▶ [Input data]:
--------------------------------------------------

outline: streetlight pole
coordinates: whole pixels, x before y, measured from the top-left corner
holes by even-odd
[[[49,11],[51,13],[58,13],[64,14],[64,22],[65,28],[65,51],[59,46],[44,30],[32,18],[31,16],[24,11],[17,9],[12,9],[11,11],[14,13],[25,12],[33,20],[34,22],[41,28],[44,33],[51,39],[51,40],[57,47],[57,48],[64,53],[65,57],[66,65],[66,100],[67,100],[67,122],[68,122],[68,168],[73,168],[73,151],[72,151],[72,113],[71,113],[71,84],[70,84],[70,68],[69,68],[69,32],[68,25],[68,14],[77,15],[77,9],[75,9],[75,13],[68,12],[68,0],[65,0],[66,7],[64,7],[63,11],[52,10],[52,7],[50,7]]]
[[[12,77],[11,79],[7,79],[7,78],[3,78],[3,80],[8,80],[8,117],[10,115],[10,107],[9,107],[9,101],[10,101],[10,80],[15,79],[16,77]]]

--------------------------------------------------

▶ [Task prompt]: Reproduce all of the material above verbatim, line for line.

▶ [Exercise response]:
outline: streetlight pole
coordinates: whole pixels, x before y, measured from the top-left corner
holes by even-odd
[[[49,11],[51,13],[58,13],[64,14],[64,22],[65,28],[65,51],[59,46],[44,30],[32,18],[31,16],[24,11],[17,9],[12,9],[11,11],[14,13],[25,12],[33,20],[34,22],[41,28],[44,33],[51,39],[51,40],[57,47],[57,48],[64,53],[65,57],[66,65],[66,100],[67,100],[67,122],[68,122],[68,168],[73,168],[73,151],[72,151],[72,113],[71,113],[71,84],[70,84],[70,68],[69,68],[69,32],[68,25],[68,14],[77,15],[77,9],[75,9],[75,13],[68,12],[68,0],[65,0],[66,7],[64,7],[63,11],[52,10],[52,7],[50,7]]]
[[[12,77],[11,79],[7,79],[7,78],[3,78],[3,80],[8,80],[8,117],[10,115],[10,107],[9,107],[9,101],[10,101],[10,80],[15,79],[16,77]]]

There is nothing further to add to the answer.